TU OBJETIVO: Expresa como CSV de dos columnas, «texto» y «respuesta», los datos que van desde el comienzo hasta la línea que contiene "[127,559,166,579]", ambas incluidas. Cada texto con su respuesta debe ocupar una fila, y cada valor debe ir en un solo campo entre comillas, con los saltos de línea sustituidos por espacios.
─── DATOS DE ENTRADA ───
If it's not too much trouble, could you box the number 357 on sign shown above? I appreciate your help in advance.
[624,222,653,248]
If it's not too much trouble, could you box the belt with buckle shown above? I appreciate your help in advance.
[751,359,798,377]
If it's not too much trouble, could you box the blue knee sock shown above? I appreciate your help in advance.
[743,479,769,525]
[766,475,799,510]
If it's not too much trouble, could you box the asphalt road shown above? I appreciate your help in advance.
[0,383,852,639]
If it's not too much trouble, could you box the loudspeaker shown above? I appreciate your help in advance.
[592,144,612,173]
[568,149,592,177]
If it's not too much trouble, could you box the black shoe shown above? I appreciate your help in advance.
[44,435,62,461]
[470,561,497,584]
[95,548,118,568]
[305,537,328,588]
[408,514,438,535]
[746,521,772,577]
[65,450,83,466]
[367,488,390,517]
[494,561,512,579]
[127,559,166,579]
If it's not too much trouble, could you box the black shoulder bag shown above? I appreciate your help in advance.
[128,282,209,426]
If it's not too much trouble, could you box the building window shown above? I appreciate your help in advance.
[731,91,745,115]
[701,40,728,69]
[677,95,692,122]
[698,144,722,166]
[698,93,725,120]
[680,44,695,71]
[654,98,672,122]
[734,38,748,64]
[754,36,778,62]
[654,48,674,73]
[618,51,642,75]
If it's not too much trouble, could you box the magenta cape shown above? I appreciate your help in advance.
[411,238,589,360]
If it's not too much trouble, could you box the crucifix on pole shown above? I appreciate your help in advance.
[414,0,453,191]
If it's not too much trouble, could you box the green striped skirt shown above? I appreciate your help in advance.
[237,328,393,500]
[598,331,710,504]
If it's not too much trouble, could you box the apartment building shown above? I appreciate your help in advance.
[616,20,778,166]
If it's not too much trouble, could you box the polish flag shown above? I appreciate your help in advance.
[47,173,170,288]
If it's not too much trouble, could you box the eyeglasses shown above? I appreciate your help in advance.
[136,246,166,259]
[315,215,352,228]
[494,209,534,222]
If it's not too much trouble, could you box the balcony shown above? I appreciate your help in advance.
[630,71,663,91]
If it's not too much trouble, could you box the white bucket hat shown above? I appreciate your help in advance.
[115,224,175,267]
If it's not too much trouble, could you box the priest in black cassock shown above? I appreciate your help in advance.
───
RESULTADO FINAL:
texto,respuesta
"If it's not too much trouble, could you box the number 357 on sign shown above? I appreciate your help in advance.","[624,222,653,248]"
"If it's not too much trouble, could you box the belt with buckle shown above? I appreciate your help in advance.","[751,359,798,377]"
"If it's not too much trouble, could you box the blue knee sock shown above? I appreciate your help in advance.","[743,479,769,525] [766,475,799,510]"
"If it's not too much trouble, could you box the asphalt road shown above? I appreciate your help in advance.","[0,383,852,639]"
"If it's not too much trouble, could you box the loudspeaker shown above? I appreciate your help in advance.","[592,144,612,173] [568,149,592,177]"
"If it's not too much trouble, could you box the black shoe shown above? I appreciate your help in advance.","[44,435,62,461] [470,561,497,584] [95,548,118,568] [305,537,328,588] [408,514,438,535] [746,521,772,577] [65,450,83,466] [367,488,390,517] [494,561,512,579] [127,559,166,579]"